## [WHAT TO DO]
Apart from the pictures, return every line of the listing exactly.
───── DATA TO EXAMINE ─────
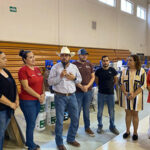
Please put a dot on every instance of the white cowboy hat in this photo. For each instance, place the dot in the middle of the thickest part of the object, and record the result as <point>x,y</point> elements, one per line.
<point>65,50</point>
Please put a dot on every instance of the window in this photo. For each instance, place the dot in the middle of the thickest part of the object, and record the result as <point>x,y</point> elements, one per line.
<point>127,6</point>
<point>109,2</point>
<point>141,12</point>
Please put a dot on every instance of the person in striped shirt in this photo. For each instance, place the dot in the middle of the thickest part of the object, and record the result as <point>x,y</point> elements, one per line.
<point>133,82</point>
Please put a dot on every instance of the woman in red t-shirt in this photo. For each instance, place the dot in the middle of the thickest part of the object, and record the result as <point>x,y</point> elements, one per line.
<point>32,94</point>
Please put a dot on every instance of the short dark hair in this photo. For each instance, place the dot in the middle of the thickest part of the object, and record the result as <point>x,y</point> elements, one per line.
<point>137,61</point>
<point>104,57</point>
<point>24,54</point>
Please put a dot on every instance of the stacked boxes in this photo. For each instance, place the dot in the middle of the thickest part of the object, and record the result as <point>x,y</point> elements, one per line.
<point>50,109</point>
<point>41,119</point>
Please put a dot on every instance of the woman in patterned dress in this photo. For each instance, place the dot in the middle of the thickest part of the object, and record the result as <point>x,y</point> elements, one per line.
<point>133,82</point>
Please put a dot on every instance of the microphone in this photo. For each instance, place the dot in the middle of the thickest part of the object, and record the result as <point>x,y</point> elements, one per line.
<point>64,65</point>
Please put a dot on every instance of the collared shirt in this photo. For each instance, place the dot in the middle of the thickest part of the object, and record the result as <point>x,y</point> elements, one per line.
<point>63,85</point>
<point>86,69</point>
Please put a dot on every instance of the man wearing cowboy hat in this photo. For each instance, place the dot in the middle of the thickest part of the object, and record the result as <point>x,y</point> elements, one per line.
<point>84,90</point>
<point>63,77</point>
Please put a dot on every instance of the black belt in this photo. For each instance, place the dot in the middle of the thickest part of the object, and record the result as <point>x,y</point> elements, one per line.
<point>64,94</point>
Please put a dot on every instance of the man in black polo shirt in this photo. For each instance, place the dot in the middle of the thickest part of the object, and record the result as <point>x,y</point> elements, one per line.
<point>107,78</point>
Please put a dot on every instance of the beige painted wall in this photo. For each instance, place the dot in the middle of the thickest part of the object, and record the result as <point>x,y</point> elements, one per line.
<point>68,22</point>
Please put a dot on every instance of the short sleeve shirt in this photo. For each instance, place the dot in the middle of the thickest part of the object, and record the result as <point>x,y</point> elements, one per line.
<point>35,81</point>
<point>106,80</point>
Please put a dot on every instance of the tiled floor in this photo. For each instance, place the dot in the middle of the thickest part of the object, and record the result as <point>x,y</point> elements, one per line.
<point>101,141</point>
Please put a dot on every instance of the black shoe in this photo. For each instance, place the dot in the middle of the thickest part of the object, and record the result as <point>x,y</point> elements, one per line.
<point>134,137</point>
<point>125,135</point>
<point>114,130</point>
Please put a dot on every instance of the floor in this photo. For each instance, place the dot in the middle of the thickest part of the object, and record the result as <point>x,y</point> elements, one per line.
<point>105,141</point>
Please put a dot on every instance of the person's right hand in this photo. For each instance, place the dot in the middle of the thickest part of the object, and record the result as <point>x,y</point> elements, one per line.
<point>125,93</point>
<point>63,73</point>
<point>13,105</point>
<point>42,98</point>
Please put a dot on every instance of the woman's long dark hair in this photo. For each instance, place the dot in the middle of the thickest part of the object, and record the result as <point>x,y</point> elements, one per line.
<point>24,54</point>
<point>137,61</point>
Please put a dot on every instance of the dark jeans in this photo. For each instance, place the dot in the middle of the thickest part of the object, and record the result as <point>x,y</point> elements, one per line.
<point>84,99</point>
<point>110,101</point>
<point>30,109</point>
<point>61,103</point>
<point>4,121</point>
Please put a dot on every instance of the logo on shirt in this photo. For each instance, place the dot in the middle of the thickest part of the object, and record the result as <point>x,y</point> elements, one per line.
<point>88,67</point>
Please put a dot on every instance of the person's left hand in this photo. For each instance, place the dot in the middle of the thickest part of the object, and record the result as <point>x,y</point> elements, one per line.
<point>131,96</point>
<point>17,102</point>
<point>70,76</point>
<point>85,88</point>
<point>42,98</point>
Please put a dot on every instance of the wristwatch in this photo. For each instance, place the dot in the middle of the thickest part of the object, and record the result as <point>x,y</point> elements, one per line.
─────
## [COMPLETED TASK]
Please put a dot on every instance of the white cowboy hat in this photo. For each instance, place the dot in the middle of the thickest part of the object, and record the result as <point>x,y</point> elements, one per line.
<point>65,50</point>
Please put a dot on every instance of the window in this photo. For each instance, place the dot in the middle of the thickest part of the object, and record the result as <point>x,y</point> elements, one per line.
<point>127,6</point>
<point>109,2</point>
<point>141,12</point>
Please put a dot on every instance of the person in striped shirt in this photo. For each instance, place the dot in the middle of the thickest part of the object, and record the result as <point>x,y</point> elements, one per line.
<point>133,82</point>
Please put a dot on every instance of the woman in red t-shirt in this photo. For each instance, place the dot in the middle of the thickest part of the object, and record the result as <point>x,y</point> elements, one per line.
<point>32,94</point>
Please put a dot on every instance of the short dark hair in this photo. For each instance, place the dot in the middle of the thickest part of the object, and record the result as <point>x,y</point> elements, one per line.
<point>137,61</point>
<point>104,57</point>
<point>24,54</point>
Please put a dot on every instance of the stacked boxes in this photo. For each instance, place the dot in the middle of the thickest part of the object, and record the result as <point>x,y</point> elements, one per line.
<point>50,109</point>
<point>41,119</point>
Please put a dot on every instance of the woman in patterned dress in this photo. For each instance, place the dot in the middle of the thickest part of the object, and record the result as <point>x,y</point> elements, one per line.
<point>133,82</point>
Please put a dot on every instance of the microphone in this photo. For each instance, place the dot in the middle of the thickest part of the object, and record the result as <point>x,y</point> elements, one per line.
<point>64,65</point>
Please put a dot on every instance of the collared shirt in this photo. For each instance, place the dot in the middle of the thickest part of the object, and record the result as <point>x,y</point> elements, one per line.
<point>63,85</point>
<point>86,69</point>
Please put a dot on every instance of the man wearing cowboy hat in this photo. For each instance, place the dot in the middle of the thickest part of the object, and record the result as <point>x,y</point> elements, one per line.
<point>84,90</point>
<point>63,77</point>
Please put a dot on every instance of the black belt in this photo. For each instance, place the dot in the middle of the thickest part of the object, and record the result as <point>x,y</point> elements, one per line.
<point>64,94</point>
Please put a dot on every instance of the man in black polo shirt in this photo. For each instance, place the dot in the middle of the thickest part of the object, and record the result as <point>x,y</point> elements, one per line.
<point>107,78</point>
Please put a dot on every instance of the beige painted wall in this photo. For each instance, place the dot in the middle of the thickest part of the object, and record the result as <point>x,y</point> elements, one per line.
<point>68,22</point>
Please put a dot on every instance of the short sleeve shirt in this photo. For each instance, place the dot in the middle of the thickest part of the object, and record the result as <point>x,y</point> elements, one per line.
<point>35,81</point>
<point>106,80</point>
Please put a dot on every instance of the tiled floor in this photo. For each instance, place the dot in the middle of the thickest part of the object, and record the result as <point>x,y</point> elements, one per line.
<point>101,141</point>
Please put a dot on every instance of the black shoe in this photo. For each instance, place the dot in the middle of the thickest part of the object, and record the result as <point>x,y</point> elements, one per line.
<point>134,137</point>
<point>125,135</point>
<point>114,130</point>
Please put a dot on every instance of the floor in this photo. For each instance, place the dot in the middle of the thickest part of the object, and record the result as <point>x,y</point> elements, one per line.
<point>105,141</point>
Please put a dot on every instance of the person's right hand in this photo. For each instance, place the dot in the middle of the thickest part of the object, and record the result as <point>x,y</point> elements, one per line.
<point>125,93</point>
<point>63,73</point>
<point>13,105</point>
<point>42,98</point>
Please put a dot on every instance of the woman's long dark hair in this photo. For each instance, place the dot in the middle of the thickest part of the object, and record the result as <point>x,y</point> elements, one per line.
<point>24,54</point>
<point>137,61</point>
Please put a dot on every instance of the dark jeans in this photo. For each instance, place the dot in the middle of the thickest part of the object, and record the result as <point>x,y</point> elements, one per line.
<point>84,99</point>
<point>110,101</point>
<point>30,109</point>
<point>61,103</point>
<point>4,121</point>
Please put a dot on every instance of the logo on shirt in this photo. For each instance, place the dot in the middle of the thickest part of the object, and record the result as <point>x,y</point> elements, one per line.
<point>88,67</point>
Please put a dot on every instance of the person's left hand in this photo. For each instance, place the dot in the middle of the thickest part of the object, and record the result as <point>x,y</point> elements, one per line.
<point>131,96</point>
<point>17,102</point>
<point>70,76</point>
<point>85,88</point>
<point>42,98</point>
Please put a dot on every instance of the wristwatch in this photo. For each instance, place the dot in the middle of the thickest part of the object, and record the result as <point>x,y</point> elements, one per line.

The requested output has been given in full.